### What to work on
A - In the passage on domain and function evolution, how many major categories of molecular functions were the 1,299 FFs grouped into?
B - Write the next part of the passage on domain and function evolution, picking up after its last sentence.

### Quoted passage
★ ★ ★ ★

Domain diversity increases in evolution
The accumulation of FFs along the timeline shows that the numbers of different FFs always increase in the proteomes of superkingdoms despite the early and massive episodes of domain loss and the lack of appearance of new FFs specific to microbial superkingdoms in the late phases of protein evolution (Figure 2D). This observation provides support to the evolutionary model used to root the trees of proteomes, which polarizes character state changes in proteomes towards increases in genome abundance (see details in Methods).
Evolution of molecular functions associated with FFs
Molecular functions are linked to corresponding protein domain structures. For the most part, structure-function relationships are unambiguous at the FF level of structural abstraction. In order to simplify the description of the functions of hundreds of FFs, we used the functional classification of Vogel and Chothia [23]. A total of 1,299 FFs were grouped into one of 7 major categories (General, Information, Metabolism, Intra-cellular processes, Extra-cellular processes, Regulation, and Other) and into one of 49 minor categories of molecular functions. For simplicity, the names of the categories were displayed in italics and the initial letters of the major categories were capitalized. The emergence time points of the major and minor categories of molecular functions in the timeline of FFs revealed remarkable patterns of origin in the five evolutionary phases (Figure 3).

★ ★ ★ ★

Referring expression data
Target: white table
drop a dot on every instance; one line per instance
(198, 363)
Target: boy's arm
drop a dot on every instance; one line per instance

★ ★ ★ ★

### Results for each task
A - Seven

B -
Phase I: Only three of the seven major categories were present very early in the FFs of phase I. They included minor categories small molecule binding and protein interaction of General, ion m/tr (m/tr stands for metabolism and transport) of Intra-cellular processes, and nucleotide m/tr, other enzymes, coenzyme m/tr, transferases, and redox of Metabolism. Since small molecule binding and ion m/tr involve popular multifunctional enzymes and membrane transporters (e.g., ATPases), the vast majorities of molecules emerging at the beginning of modern cellular life were involved in making up modern metabolic enzymes and enabling transport processes across primordial membranes. This suggests primitive cells acted as containers of the emerging protein domains already during this first evolutionary phase. The notable absence of molecular functions involved in Information indicates that ancient catalytic proteins with primordial metabolic functions initiated life in the absence of a translational apparatus. This conclusion is supported by the mapping of functions in a timeline of fold superfamilies [13, 19] and by phylogenomic analyses of structures and functional ontologies [20, 22]. The minor categories translation (Information), amino acids m/tr, carbohydrate m/tr, and energy (Metabolism), and proteases (Intra-cellular processes) appeared for the first time very late in phase I. The first FFs of translation were the catalytic domains of aminoacyl-tRNA synthetases [20]. Thus, translation emerges after crucial metabolic activities and together with amino acids biosynthesis and polypeptide breakdown [20, 22]. Results once again support the metabolism-first hypothesis of the origin of life and refute the existence of an RNA world (see [20] for an extended discussion and [33] for a review).
Phase II: This period starts with the emergence of FFs belonging to DNA replication/repair and transcription (Information), suggesting that early during this time nucleic acids started to be used as genetic repository. In addition, the appearance of protein modification and cell motility (Intra-cellular processes) suggests the start of cellular diversification. Late in phase II, functions related to signal transduction (Regulation), secondary metabolism and e-transfer (electron transfer) (Metabolism), and transport (Intra-cellular processes) suggest more advanced cellular systems capable of regulatory control of cellular processes and more efficient energy management.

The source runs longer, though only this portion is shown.